◆ **Prompt**
Output every line exactly as written. Leave out pictures.

◆ **Data to use**

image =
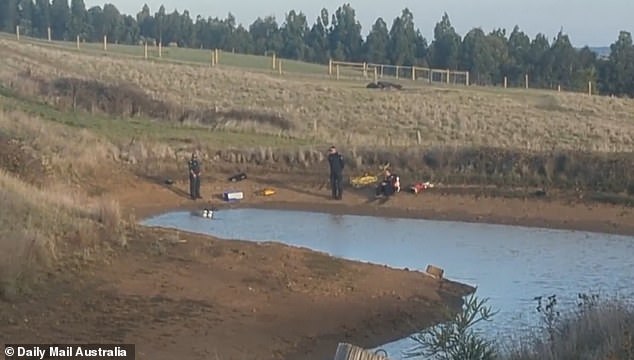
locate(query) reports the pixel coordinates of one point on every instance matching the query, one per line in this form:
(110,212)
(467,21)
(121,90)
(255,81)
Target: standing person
(194,177)
(336,173)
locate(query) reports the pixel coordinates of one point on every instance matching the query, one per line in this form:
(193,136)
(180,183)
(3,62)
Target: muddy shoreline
(599,225)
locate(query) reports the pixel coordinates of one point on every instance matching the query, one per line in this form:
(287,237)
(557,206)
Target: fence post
(590,88)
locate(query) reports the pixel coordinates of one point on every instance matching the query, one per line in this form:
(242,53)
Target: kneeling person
(390,185)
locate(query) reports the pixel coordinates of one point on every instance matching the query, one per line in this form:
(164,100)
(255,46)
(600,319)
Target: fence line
(380,71)
(337,69)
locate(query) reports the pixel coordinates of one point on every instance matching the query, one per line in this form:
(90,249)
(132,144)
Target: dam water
(509,265)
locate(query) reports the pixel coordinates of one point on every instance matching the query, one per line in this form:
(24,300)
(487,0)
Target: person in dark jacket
(390,185)
(335,159)
(194,177)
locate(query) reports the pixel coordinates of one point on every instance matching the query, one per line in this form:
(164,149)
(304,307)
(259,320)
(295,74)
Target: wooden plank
(347,351)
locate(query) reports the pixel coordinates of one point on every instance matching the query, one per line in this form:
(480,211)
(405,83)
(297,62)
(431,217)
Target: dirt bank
(181,295)
(299,193)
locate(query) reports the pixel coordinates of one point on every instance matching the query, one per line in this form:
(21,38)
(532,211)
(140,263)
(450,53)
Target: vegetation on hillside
(595,329)
(513,139)
(488,56)
(43,219)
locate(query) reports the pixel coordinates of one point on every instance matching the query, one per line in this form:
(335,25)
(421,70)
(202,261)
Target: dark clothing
(336,184)
(388,186)
(336,163)
(194,179)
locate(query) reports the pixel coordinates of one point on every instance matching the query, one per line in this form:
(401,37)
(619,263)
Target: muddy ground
(194,297)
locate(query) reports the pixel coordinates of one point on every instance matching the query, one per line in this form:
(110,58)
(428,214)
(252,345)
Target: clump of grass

◆ **Exercise result**
image =
locate(query) reports the pixel coordinates of one point on every instance matching the query, one per line in this form:
(110,212)
(467,21)
(121,90)
(255,81)
Target: standing person
(194,177)
(336,173)
locate(query) reports the pixel coordinates of one point on every instance matching the query, one per line in this form:
(193,136)
(180,183)
(3,62)
Target: muddy shoreline
(599,225)
locate(query) reports the pixel coordinates of one point on every instance matching the query, one per line in this form:
(287,237)
(557,206)
Target: fence post
(590,88)
locate(query) reports the pixel coordinates of one point on every instance matching the query, one per line in this form:
(242,53)
Target: kneeling person
(390,185)
locate(query) reports the pixel coordinates of one point on every instance matching the query, one per line in this form:
(164,100)
(255,46)
(600,319)
Target: fence line
(380,71)
(337,69)
locate(query) reports the pixel coordinates of one point on every instance matching the query, one per line in this form:
(90,249)
(132,144)
Target: dam water
(509,265)
locate(query) reports the pixel coordinates of one point on every instance matching the query, one per line in this form:
(24,300)
(487,0)
Target: person in dark jacket
(390,185)
(335,159)
(194,177)
locate(query) reports the pixel coordinates of one point on every instance matching the query, one per line in this form:
(164,149)
(304,307)
(259,320)
(295,74)
Target: wooden plank
(347,351)
locate(query) reports the pixel coordinates of one point on every instance matching the query, one per line in this form:
(480,211)
(405,83)
(297,62)
(431,217)
Target: dirt bank
(181,295)
(299,193)
locate(query) reports the pixel coordinates of one point on every instance matching the query, one per line in this form:
(21,38)
(532,211)
(140,263)
(450,53)
Target: vegetation on hillside
(595,329)
(513,139)
(488,56)
(43,219)
locate(query) reports the pixel coordinates of one point on every instance matching the query, one per line in this form:
(335,25)
(421,70)
(202,261)
Target: dark clothing
(336,184)
(388,186)
(336,163)
(194,179)
locate(query) reports the pixel coordinates of one point on every instance matching the query, one per line in this form:
(401,37)
(619,263)
Target: muddy ground
(194,297)
locate(query) reports the pixel coordinates of one point on every instance matching the query, one per line in this form:
(110,58)
(428,214)
(252,345)
Target: clump of grass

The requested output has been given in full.